▶ [Reading passage]:

= = = = =

As educators, we can offer today's students a more realistic definition
of hero, a more subtle and complex presentation of heroism, one
that includes a recognition of weaknesses and reversals, along
with an appreciation of virtues and triumphs.
However
extraordinary, heroes are not perfect. They are familiar with
doubt and depression. They suffer, they fail. Ulysses S. Grant
started his magisterial memoir when he discovered he was dying
from throat cancer. Jane Addams suffered a nervous breakdown before
she founded Hull House. Heroes instruct us by transcending suffering
and triumphing over weakness. We can look into the obscure corners
of history for new heroes, such as Martha Ballard, who is celebrated
in Laurel Thatcher Ulrich's book A Midwife's Tale. Ballard trudged
through blizzards to deliver thousands of babies with a higher
success rate than that of male doctors in the 18th century.
We can look at old heroes in new ways. We could see Thomas Jefferson,
for example, as guilty and conflicted, a selfish slaveowner who
did not completely transcend his time. But we could also see a
diplomat, architect, scientist, and idealist who believed in religious
freedom and educational opportunity and who wrote imperishable
words that have become the basis for a movement toward democracy
that is sweeping
the world.

= = = = =

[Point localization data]
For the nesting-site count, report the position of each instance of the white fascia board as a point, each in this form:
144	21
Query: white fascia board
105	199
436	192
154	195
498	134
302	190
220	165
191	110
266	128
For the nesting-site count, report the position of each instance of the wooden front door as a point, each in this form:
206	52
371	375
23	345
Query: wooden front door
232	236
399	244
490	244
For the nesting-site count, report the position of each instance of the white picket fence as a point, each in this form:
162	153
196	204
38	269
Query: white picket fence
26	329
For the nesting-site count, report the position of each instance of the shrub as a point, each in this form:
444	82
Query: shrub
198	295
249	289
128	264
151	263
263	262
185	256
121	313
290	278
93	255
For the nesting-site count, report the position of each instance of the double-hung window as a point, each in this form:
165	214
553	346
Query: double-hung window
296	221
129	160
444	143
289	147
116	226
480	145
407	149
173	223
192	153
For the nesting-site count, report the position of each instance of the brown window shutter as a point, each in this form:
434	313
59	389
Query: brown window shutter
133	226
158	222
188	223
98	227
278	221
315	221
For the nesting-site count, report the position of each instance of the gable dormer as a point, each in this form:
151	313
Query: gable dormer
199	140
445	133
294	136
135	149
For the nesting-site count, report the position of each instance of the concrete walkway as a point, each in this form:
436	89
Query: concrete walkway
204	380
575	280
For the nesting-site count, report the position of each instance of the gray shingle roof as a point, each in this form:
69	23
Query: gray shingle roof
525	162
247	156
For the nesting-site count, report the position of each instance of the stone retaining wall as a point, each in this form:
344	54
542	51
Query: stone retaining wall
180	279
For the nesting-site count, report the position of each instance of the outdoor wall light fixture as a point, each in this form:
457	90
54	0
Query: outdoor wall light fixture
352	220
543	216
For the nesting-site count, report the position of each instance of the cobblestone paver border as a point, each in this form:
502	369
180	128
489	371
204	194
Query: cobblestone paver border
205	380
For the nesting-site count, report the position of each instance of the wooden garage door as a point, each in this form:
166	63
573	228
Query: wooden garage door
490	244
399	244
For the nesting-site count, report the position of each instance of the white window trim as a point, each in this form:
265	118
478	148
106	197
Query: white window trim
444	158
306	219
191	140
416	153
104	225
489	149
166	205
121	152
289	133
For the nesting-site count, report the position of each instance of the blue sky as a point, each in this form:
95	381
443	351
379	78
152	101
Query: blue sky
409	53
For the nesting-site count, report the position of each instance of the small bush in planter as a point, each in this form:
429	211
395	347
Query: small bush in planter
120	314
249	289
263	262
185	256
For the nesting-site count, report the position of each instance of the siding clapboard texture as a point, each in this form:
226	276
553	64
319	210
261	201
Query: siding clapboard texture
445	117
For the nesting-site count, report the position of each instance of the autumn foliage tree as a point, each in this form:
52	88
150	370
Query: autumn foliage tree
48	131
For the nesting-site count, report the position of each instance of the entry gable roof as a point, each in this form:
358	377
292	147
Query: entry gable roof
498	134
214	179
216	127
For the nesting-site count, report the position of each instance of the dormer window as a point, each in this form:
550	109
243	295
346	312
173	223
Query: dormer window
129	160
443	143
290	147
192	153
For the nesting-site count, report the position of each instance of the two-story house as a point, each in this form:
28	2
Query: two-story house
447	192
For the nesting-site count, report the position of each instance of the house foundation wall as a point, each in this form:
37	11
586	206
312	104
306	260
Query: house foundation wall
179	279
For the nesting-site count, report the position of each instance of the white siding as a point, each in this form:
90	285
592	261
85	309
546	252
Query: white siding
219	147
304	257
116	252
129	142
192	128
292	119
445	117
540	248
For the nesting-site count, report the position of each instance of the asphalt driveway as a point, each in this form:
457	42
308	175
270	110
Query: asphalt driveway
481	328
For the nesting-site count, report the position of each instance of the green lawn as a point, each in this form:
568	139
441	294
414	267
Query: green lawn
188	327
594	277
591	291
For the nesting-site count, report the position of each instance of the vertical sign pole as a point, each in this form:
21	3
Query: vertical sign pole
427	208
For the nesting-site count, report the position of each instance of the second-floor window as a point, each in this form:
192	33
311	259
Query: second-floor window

= = = = =

▶ [Instructions]:
- a) In one to three sentences, explain why the passage on heroism presents Martha Ballard as a new hero found in history's obscure corners.
- b) According to the passage on heroism, what did Ulysses S. Grant discover he was dying from when he started his memoir?
- c) Resume the passage on heroism from its final sentence and keep writing.

▶ [Set of answers]:
- a) Martha Ballard trudged through blizzards to deliver thousands of babies. Her success rate was higher than that of male doctors in the 18th century.

- b) He discovered he was dying from throat cancer.

- c)
We
can make the case for all kinds of heroes and show how the study
of their lives can lift and improve our own. History classes could
include more biographies and encourage students to question the
past without diminishing their patriotism. We can admit the mistakes
the United States has made while acknowledging that our country
learns from those mistakes. From Wounded Knee we learned. From
the Homestead Strike and the Triangle Shirtwaist Fire we learned.
From Versailles and Vietnam.
After reading George Eliot's novel Adam Bede, British philosopher
Herbert Spencer commented, "I feel greatly the better for
having read it." Might this not be a reasonable test for
at least some of the books on our English reading lists? Why not
replace Ernest Hemingway's The Sun Also Rises and its cynical
expatriates with For Whom the Bell Tolls, about a brave soldier
fighting fascism in the Spanish Civil War?
Antiheroes
currently have too big a role in the English curriculum, particularly
in realistic juvenile novels. By questioning convention and exposing
hypocrisy, antiheroes can be appealing and even useful. They test
our ideals to make sure they are not shallow. Falstaff's mockery
of military honor leads us to a more realistic definition of courage.
Albert Camus' The Stranger helps us understand the allure of Mersault's
detached nihilism and the need human beings have for connection
and purpose. Antiheroes permit us to explore our dark side safely.
But antiheroes can be dangerous when, instead of seeing them as
characters to be wary of, we are seduced into antisocial behavior.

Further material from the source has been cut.